--- Begin DATA FOR THIS TASK ---

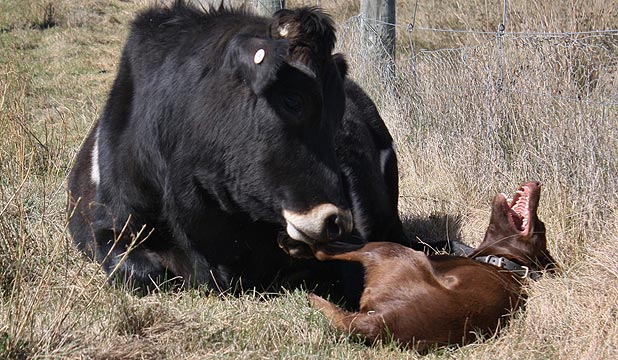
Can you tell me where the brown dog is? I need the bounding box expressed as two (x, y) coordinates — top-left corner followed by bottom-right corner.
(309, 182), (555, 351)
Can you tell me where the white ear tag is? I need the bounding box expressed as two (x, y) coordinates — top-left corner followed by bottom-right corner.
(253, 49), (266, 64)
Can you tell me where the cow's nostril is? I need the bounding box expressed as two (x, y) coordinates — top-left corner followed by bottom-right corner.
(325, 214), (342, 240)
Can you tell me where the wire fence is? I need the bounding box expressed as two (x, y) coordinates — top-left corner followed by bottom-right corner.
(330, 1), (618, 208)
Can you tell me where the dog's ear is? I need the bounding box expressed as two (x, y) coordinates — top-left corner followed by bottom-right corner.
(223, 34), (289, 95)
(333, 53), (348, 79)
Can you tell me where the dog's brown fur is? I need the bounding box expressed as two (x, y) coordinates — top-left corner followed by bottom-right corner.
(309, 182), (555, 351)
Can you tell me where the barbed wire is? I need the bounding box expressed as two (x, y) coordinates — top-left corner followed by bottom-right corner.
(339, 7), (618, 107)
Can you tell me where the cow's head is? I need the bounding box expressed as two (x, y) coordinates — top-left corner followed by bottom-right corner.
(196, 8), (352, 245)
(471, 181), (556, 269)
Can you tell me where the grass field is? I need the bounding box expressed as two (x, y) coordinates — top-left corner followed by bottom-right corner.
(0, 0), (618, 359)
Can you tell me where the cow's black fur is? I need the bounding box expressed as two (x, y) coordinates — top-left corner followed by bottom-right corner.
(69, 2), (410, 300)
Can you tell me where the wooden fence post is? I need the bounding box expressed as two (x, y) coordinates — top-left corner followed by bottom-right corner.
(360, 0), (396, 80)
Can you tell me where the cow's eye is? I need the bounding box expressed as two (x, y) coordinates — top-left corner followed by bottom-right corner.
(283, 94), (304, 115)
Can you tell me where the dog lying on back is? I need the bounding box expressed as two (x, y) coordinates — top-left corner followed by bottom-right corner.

--- End DATA FOR THIS TASK ---

## TASK OBJECTIVE
Rewrite the stretch from the line containing "Can you tell me where the grass" through the line containing "(283, 94), (304, 115)", replacing "wooden" with "timber" and leaving everything else unchanged.

## WRITTEN SOLUTION
Can you tell me where the grass field is? I need the bounding box expressed as two (x, y) coordinates — top-left corner followed by bottom-right corner.
(0, 0), (618, 359)
Can you tell me where the cow's black fur is? I need the bounding box expressed as two (x, y) coordinates — top-left corner followed by bottom-right corner.
(69, 2), (410, 300)
Can you tell me where the timber fence post is? I need the bounding box expressed as two (x, y) coordinates — top-left corner followed by bottom-right corner.
(360, 0), (396, 80)
Can you tell me where the cow's eye is? I need the bounding box expressed as two (x, y) coordinates — top-left corner followed by bottom-right corner.
(283, 94), (304, 115)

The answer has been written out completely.